● **WORK TO COMPLETE**
Retype the tail of the data exactly, starting at the line containing "Task: set one pin on each instance of the drawer" and stopping at the last line.
## start DATASET CONTENT
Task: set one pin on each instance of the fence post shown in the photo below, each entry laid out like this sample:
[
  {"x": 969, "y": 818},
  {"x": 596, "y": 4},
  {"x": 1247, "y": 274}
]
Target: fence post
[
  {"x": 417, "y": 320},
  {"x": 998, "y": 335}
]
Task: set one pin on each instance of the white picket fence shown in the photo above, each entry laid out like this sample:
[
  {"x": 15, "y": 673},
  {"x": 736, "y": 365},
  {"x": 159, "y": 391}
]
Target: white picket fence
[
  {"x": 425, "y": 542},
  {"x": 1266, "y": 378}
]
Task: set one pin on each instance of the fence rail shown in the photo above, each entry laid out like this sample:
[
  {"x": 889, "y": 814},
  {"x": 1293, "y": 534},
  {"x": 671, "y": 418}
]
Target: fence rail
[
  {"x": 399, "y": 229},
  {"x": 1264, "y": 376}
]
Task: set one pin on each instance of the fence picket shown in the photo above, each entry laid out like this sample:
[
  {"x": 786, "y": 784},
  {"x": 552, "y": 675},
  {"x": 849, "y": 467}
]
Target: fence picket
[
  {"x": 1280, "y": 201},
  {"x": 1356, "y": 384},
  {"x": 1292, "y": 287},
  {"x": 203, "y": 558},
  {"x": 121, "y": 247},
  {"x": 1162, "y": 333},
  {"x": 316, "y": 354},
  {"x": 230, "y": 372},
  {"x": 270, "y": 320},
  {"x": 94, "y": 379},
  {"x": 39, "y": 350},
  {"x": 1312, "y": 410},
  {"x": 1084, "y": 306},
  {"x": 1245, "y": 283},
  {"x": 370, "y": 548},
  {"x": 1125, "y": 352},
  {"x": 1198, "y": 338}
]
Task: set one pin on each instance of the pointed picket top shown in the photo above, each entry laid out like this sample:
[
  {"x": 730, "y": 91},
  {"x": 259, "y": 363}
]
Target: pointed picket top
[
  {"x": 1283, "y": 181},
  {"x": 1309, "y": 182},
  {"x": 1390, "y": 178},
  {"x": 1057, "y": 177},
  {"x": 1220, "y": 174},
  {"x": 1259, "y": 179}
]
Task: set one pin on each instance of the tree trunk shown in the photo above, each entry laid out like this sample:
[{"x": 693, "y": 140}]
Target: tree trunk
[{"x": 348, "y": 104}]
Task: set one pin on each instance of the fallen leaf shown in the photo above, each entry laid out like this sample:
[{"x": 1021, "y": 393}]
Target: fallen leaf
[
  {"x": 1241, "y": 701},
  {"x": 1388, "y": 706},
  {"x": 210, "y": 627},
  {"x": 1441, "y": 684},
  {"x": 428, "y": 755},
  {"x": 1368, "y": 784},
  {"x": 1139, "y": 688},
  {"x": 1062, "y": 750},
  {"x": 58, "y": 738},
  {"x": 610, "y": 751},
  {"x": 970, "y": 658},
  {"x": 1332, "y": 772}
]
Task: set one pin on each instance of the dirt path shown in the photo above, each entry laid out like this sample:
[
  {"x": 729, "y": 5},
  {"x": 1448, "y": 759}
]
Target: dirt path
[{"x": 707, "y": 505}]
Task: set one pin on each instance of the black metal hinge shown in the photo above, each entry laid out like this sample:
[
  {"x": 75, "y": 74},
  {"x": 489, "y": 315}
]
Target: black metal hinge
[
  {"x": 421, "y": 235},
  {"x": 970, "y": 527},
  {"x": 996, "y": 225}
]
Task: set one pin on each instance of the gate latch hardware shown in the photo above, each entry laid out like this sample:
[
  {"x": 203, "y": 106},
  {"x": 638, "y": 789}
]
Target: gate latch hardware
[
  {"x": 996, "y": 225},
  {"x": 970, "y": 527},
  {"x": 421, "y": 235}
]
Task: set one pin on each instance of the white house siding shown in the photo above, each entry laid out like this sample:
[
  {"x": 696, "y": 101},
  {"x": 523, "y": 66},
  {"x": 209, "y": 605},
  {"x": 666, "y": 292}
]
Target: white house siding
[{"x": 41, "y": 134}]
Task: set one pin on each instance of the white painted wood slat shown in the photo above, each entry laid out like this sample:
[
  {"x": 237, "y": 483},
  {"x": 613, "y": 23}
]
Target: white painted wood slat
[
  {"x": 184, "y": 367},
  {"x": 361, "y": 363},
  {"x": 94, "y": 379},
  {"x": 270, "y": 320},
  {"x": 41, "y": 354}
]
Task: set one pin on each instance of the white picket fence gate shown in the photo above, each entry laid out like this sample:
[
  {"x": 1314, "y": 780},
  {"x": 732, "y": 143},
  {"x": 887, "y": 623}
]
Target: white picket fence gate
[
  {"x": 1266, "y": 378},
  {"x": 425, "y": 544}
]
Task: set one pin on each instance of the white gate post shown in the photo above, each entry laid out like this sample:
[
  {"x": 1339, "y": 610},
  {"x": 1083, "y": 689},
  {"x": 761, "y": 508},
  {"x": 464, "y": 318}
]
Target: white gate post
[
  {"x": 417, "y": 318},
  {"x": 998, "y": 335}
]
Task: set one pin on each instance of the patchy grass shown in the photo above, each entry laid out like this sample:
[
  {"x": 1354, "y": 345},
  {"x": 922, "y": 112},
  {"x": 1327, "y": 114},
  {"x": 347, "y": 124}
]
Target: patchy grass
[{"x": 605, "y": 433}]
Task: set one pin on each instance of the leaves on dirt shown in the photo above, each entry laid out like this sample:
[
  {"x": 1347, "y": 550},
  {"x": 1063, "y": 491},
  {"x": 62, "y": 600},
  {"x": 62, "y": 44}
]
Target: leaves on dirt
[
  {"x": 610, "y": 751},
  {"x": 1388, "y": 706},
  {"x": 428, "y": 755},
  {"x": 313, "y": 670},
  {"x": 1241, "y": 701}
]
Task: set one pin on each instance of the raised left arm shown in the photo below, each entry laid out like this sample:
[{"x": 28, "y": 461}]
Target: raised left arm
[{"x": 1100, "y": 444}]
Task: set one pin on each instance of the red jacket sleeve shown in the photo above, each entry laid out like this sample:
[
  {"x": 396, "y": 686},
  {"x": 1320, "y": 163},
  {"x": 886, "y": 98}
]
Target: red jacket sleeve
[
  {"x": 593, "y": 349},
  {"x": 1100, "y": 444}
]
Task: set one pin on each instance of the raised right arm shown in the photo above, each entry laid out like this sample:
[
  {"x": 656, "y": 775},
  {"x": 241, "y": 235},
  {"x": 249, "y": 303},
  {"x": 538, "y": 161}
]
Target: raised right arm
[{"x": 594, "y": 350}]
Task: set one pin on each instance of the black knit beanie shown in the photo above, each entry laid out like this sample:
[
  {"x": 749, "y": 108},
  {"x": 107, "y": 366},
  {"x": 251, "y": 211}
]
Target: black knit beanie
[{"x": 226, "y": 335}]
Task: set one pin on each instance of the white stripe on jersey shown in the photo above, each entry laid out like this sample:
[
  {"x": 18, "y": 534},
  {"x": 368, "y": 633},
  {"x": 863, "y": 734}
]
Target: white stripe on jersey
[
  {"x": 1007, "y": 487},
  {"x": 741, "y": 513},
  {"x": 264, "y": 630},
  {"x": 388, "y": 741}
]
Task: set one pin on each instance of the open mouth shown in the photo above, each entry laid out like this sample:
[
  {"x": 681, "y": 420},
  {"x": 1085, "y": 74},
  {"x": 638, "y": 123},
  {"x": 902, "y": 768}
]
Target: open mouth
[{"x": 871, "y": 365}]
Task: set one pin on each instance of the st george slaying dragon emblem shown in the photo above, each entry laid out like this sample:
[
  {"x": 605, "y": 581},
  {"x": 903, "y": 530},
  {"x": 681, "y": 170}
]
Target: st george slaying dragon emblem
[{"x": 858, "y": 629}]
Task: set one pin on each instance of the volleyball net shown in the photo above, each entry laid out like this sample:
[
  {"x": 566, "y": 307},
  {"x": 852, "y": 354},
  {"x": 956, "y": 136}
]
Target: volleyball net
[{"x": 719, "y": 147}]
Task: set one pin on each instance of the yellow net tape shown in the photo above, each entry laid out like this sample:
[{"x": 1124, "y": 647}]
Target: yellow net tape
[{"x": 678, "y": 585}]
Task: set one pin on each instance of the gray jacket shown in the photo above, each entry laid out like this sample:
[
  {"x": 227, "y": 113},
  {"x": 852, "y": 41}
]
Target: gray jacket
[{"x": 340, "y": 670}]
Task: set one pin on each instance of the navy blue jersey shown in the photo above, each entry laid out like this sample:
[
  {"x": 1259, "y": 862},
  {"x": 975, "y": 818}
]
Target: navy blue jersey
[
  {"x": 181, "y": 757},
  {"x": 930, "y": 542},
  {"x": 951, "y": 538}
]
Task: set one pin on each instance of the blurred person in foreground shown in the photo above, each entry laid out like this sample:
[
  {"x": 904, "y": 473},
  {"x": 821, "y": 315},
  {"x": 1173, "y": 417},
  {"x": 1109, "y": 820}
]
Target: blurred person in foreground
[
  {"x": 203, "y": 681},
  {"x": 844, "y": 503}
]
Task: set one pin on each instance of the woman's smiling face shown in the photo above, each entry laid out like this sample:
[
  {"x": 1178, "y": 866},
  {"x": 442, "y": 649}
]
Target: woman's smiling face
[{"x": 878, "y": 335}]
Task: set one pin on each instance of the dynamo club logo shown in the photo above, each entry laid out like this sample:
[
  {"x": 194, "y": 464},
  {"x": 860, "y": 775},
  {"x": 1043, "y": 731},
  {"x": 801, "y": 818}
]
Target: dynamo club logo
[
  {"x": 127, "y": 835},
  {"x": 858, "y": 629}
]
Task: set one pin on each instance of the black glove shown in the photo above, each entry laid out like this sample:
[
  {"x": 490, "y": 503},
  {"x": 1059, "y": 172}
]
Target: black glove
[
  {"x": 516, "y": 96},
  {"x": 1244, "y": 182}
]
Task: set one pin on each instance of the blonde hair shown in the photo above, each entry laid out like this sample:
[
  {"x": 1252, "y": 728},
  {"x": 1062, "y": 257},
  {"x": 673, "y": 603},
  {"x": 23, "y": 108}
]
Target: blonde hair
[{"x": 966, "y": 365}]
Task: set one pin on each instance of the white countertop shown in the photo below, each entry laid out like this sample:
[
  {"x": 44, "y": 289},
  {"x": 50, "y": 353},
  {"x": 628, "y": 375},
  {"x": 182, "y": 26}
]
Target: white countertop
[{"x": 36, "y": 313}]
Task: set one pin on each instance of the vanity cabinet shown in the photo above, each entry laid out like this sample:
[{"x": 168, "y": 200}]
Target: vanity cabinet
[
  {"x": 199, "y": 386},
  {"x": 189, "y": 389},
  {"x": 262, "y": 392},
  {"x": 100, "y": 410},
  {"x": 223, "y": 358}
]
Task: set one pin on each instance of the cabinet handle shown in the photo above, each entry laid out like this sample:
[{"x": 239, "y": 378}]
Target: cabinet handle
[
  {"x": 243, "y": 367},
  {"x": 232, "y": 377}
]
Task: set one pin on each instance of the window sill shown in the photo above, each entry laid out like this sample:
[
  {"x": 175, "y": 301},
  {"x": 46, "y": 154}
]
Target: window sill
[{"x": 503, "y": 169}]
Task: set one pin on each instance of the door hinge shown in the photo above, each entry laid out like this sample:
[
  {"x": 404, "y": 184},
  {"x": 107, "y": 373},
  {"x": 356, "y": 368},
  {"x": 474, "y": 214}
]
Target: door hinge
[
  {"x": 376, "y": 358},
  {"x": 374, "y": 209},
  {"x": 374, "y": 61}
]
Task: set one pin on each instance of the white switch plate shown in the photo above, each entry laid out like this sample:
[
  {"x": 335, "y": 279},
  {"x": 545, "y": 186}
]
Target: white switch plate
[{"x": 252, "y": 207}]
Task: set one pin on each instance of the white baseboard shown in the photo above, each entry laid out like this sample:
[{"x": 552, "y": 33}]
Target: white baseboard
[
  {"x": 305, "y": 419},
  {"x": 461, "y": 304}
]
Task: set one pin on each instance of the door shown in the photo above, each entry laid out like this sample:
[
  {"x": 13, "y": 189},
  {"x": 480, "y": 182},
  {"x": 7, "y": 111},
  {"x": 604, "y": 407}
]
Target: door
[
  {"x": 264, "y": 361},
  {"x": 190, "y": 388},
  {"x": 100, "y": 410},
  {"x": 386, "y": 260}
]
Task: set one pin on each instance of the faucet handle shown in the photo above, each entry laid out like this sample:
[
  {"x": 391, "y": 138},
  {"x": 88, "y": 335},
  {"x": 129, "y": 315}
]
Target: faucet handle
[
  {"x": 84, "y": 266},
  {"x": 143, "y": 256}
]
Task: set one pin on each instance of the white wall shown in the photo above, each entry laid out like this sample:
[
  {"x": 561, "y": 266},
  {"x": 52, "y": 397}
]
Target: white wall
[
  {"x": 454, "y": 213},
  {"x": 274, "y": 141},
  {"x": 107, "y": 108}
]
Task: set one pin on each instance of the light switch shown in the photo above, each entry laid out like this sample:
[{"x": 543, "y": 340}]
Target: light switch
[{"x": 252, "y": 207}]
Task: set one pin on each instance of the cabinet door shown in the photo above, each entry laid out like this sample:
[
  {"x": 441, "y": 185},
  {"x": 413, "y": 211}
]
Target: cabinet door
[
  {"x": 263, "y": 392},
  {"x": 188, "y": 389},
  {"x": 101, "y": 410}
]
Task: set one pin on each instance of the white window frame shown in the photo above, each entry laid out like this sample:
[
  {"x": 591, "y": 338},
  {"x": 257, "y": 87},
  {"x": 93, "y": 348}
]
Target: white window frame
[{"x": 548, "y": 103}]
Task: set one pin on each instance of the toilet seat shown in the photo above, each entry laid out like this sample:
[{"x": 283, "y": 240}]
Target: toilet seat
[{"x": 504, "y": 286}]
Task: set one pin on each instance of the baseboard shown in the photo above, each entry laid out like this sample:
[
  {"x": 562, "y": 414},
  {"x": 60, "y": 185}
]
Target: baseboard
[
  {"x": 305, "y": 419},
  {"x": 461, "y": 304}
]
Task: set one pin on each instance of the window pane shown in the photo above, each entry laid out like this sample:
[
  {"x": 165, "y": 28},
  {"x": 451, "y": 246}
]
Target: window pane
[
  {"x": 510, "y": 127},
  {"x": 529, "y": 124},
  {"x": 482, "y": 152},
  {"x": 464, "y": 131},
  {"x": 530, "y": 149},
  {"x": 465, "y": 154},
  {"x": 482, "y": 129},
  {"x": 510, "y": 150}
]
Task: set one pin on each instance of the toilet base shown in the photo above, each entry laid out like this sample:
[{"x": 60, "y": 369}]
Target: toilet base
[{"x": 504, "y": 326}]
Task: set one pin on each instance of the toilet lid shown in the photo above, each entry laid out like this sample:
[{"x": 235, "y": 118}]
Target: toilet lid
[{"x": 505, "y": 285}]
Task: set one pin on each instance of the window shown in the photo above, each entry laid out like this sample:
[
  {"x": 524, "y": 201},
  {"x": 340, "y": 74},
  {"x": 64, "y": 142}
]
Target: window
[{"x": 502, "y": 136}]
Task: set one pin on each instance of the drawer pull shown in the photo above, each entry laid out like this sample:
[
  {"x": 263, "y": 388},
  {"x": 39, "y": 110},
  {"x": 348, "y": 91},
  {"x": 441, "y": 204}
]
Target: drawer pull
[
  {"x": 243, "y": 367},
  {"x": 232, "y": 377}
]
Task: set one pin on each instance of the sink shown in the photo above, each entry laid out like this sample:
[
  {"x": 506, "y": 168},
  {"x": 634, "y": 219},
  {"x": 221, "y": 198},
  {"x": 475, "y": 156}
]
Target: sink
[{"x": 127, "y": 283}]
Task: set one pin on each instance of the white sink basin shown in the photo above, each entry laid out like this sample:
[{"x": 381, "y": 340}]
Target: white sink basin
## end DATASET CONTENT
● **CORRECT RESULT**
Task: set one pin on each instance of the drawer pull shown in the photo above, each entry laid out like this sample:
[
  {"x": 263, "y": 388},
  {"x": 39, "y": 110},
  {"x": 348, "y": 91},
  {"x": 441, "y": 204}
]
Target: drawer pull
[
  {"x": 243, "y": 367},
  {"x": 232, "y": 377}
]
Task: set one pin on each instance of the sink shown in the photo above, each entry laid out like this sample:
[
  {"x": 506, "y": 168},
  {"x": 634, "y": 219},
  {"x": 221, "y": 198},
  {"x": 475, "y": 156}
]
Target: sink
[{"x": 127, "y": 283}]
Task: set one pin on each instance of the white sink basin shown in the photo above, each entry laid out like this sample:
[{"x": 381, "y": 340}]
Target: white sink basin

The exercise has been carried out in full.